TASK DETAILS
Rewrite every item below as a numbered list, leaving out any blank lines.

MATERIAL TO PROCESS
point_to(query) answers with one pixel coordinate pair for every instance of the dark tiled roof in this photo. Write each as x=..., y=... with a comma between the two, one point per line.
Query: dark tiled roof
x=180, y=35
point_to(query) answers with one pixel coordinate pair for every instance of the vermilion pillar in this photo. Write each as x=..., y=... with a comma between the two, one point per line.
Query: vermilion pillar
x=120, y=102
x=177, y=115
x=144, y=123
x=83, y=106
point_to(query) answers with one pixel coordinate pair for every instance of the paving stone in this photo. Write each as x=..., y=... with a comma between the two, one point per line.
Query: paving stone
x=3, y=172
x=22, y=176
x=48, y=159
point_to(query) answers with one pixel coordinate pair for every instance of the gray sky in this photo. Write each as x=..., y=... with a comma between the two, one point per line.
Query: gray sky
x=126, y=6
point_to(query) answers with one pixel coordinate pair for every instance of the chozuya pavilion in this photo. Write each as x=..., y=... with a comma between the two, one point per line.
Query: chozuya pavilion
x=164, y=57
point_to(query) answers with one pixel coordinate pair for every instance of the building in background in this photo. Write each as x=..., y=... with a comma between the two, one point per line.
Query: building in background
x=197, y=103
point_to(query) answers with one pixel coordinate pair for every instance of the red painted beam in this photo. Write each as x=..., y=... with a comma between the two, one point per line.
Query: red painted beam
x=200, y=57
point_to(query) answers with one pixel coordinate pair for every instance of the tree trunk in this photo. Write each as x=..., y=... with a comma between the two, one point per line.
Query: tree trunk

COMPLETED TASK
1. point_to(query) answers with one pixel coordinate pair for every instance of the dark tiled roof in this photo. Write each as x=..., y=... with a comma between the two, one point per line.
2. Query: dark tiled roof
3. x=180, y=35
4. point_to(query) answers with one pixel coordinate pair for every instance of the vermilion pillar in this photo. Write each as x=..., y=... with a comma between the two, one point per line.
5. Query: vermilion pillar
6. x=120, y=102
7. x=177, y=115
8. x=144, y=123
9. x=83, y=106
10. point_to(query) answers with one pixel coordinate pair for every instance of the paving stone in this photo. Write each as x=..., y=... with a comma between the two, one point per line.
11. Query: paving stone
12. x=3, y=172
13. x=22, y=176
14. x=48, y=159
15. point_to(query) answers with one pixel coordinate pair for every instance of the gray sky in this photo. Write each as x=..., y=... with a comma between the two, one point per line.
16. Query: gray sky
17. x=126, y=6
18. point_to(query) answers with one pixel coordinate pair for every instance of the chozuya pavilion in this photo. Write each as x=..., y=... with a comma between the two, one point per line.
19. Query: chozuya pavilion
20. x=164, y=57
21. point_to(query) answers with one pixel coordinate pair for every instance of the building in background in this photo. Write each as x=..., y=... with a comma between the two, one point per line.
22. Query: building in background
23. x=197, y=103
24. point_to(query) answers with one pixel coordinate pair for every instance of the red painted beam in this photo. Write each as x=..., y=... with a comma between the two, one point per line.
25. Query: red painted beam
26. x=200, y=57
27. point_to(query) answers with one pixel coordinate pair for every instance of the tree trunk in this photo. Write each as x=..., y=... with a comma between the two, one point per line.
28. Query: tree trunk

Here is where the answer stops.